- CONSIGNE A: D'après le texte sur la corruption politique, avec quelle institution le CEREFREA Villa Noël mène-t-il cette série d'interrogations ?

- TEXTE PRÉSENTÉ:
___

Axe « Métamorphoses de la démocratie »
Dénonciations et pratiques de corruption politique dans les nouvelles démocraties
10-11 novembre 2016
CEREFREA Villa Noël (6, Rue Emile Zola, Bucarest)
A partir de 2016, l’axe de recherche « Métamorphoses de la démocratie » du CEREFREA Villa Noël, en partenariat avec la Faculté de Sciences Politiques de l’Université de Bucarest, lance une série d’interrogations sur les limites de la démocratie dans l’Europe contemporaine. Le premier volet de cette réflexion porte sur les enjeux de la représentation politique contemporaine et sur la dénonciation de la corruption politique dans les nouvelles démocraties.

___

- DONNÉES DISPONIBLES:
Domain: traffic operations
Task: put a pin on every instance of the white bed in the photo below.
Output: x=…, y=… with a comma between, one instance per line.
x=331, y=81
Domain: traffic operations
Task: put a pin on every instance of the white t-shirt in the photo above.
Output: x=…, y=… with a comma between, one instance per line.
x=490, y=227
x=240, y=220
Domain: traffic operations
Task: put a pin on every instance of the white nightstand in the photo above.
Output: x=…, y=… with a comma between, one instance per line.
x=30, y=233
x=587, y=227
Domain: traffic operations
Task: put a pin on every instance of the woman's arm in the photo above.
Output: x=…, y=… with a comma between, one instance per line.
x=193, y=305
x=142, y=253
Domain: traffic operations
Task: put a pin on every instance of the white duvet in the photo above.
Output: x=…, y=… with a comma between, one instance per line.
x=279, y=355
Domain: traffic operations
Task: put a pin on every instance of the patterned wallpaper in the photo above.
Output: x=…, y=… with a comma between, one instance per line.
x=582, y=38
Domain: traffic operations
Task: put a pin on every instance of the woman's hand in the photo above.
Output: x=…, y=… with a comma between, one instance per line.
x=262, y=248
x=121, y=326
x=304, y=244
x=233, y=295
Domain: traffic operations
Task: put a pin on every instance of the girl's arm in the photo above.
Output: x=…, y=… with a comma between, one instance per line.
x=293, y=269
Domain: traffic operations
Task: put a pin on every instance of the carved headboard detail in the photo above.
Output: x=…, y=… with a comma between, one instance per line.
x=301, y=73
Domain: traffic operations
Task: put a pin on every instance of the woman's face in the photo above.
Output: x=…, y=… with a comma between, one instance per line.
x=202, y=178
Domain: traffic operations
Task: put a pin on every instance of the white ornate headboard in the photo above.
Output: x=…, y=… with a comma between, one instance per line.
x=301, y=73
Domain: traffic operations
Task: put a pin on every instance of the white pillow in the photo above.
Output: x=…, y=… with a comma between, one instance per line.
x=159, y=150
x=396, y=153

___

- CONSIGNE B: Relevez chacune des lignes qui contiennent le mot « white ».

- RÉPONSE ATTENDUE A: Avec la Faculté de Sciences Politiques de l'Université de Bucarest.

- RÉPONSE ATTENDUE B:
Task: put a pin on every instance of the white bed in the photo below.
Task: put a pin on every instance of the white t-shirt in the photo above.
Task: put a pin on every instance of the white nightstand in the photo above.
Task: put a pin on every instance of the white duvet in the photo above.
Task: put a pin on every instance of the white ornate headboard in the photo above.
Task: put a pin on every instance of the white pillow in the photo above.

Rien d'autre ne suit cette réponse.